- _Action item 1_:
In the passage on China's genetically modified crop research, transcribe the stretch from "A member of" through "promoting agricultural biotechnology.".
- _Action item 2_:
Answer these questions using the passage on China's genetically modified crop research.
(a) How much money could the programme receive over the next five years?
(b) What total area of GM crops was cultivated worldwide in 2007?
(c) Which GM crop have Chinese policymakers allowed to be marketed so far?
[[ Passage shown, beginning ]]
China is to launch a huge research programme on genetically modified (GM) crops by the end of the year, according to top agricultural biotechnology advisors.

Huang Dafang, former director of the Chinese Academy of Agricultural Sciences' (CAAS) Institute of Biotechnologies, says the programme could receive as much as 10 billion yuan (US$1.4 billion) over the next five years - five times more than the country spent on GM research in the preceding five years.

A member of the Chinese People's Political Consultative Conference (CPPCC), China's upper house, and a key government advisor on biotechnology policies, Huang revealed the news at a briefing on the annual report of the International Service for the Acquisition of Agri-Biotech Applications (ISAAA), a non-profit organisation promoting agricultural biotechnology.

The ISAAA report indicates in 2007 a total of 114.3 million hectares of GM crops were cultivated worldwide - an increase of 18.3 per cent from 2006.

The most widely adopted GM crop is Bt cotton, engineered to produce a toxin from Bacillus thuringiensis (Bt) to fight bollworm. China has developed GM petunias, tomatoes, sweet peppers, poplar and papaya, and several varieties of rice but to date policymakers have only allowed GM cotton to be marketed.
[[ Passage shown, end ]]
[[ Data under study, beginning ]]
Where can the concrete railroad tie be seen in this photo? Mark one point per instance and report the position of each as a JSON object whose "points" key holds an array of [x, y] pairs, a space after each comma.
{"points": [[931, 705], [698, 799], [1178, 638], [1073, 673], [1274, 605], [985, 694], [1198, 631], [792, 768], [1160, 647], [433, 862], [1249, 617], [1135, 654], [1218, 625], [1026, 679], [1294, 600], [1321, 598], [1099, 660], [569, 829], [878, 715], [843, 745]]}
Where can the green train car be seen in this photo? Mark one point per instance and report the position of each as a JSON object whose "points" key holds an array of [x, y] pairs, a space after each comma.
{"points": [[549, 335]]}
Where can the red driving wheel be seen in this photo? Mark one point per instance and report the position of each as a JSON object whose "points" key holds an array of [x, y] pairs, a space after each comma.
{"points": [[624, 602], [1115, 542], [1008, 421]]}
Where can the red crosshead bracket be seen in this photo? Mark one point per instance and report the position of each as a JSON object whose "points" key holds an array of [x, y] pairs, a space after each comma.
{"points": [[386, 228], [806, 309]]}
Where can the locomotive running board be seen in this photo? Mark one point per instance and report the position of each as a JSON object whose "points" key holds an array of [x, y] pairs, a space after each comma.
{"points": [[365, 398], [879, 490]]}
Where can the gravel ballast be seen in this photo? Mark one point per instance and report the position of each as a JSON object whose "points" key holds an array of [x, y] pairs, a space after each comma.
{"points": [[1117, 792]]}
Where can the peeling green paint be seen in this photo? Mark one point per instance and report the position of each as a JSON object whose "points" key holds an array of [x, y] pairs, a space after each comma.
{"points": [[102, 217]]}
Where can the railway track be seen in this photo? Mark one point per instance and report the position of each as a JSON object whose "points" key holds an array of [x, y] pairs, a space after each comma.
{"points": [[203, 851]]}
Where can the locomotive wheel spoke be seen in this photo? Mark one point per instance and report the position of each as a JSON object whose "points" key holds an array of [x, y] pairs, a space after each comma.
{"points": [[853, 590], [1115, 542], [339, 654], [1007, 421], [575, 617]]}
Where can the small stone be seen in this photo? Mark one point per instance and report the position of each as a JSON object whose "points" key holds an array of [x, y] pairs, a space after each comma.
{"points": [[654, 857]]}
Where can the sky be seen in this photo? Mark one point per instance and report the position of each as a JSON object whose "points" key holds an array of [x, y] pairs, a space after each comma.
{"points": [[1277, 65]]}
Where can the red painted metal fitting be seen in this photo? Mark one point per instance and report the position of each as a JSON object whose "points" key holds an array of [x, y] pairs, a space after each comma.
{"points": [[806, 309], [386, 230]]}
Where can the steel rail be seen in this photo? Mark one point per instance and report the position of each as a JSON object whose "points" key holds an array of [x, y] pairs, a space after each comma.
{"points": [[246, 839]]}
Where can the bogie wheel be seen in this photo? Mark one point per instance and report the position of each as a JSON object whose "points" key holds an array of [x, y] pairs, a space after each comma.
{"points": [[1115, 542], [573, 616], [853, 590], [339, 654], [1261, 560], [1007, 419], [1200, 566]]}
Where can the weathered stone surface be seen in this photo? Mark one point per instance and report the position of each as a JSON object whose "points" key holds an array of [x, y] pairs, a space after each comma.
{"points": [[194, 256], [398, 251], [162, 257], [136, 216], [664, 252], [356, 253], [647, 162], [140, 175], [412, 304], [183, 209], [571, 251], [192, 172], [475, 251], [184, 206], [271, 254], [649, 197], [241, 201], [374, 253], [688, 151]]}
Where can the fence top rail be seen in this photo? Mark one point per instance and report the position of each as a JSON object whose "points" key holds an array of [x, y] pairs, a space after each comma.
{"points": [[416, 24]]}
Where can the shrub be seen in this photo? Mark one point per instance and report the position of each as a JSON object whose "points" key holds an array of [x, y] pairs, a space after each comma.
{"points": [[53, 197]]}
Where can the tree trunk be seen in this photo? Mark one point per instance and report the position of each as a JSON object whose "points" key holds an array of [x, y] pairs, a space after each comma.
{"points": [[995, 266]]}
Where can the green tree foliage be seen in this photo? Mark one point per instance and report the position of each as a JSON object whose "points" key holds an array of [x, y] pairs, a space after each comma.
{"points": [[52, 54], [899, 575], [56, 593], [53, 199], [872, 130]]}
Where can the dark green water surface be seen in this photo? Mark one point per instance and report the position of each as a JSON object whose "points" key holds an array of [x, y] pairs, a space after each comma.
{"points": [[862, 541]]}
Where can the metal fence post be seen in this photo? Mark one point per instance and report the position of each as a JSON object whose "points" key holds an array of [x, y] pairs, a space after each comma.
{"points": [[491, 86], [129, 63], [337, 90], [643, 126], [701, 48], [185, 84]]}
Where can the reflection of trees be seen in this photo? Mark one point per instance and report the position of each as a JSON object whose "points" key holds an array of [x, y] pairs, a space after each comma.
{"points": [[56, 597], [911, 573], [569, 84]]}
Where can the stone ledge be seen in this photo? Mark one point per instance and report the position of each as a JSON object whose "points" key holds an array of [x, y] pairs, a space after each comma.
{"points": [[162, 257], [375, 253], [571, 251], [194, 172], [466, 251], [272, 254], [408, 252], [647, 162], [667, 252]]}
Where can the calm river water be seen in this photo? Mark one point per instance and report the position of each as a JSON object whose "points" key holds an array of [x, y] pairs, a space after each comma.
[[ Data under study, end ]]
- _Expected output 1_:
A member of the Chinese People's Political Consultative Conference (CPPCC), China's upper house, and a key government advisor on biotechnology policies, Huang revealed the news at a briefing on the annual report of the International Service for the Acquisition of Agri-Biotech Applications (ISAAA), a non-profit organisation promoting agricultural biotechnology.

- _Expected output 2_:
(a) As much as 10 billion yuan (US$1.4 billion).
(b) 114.3 million hectares.
(c) Only GM cotton.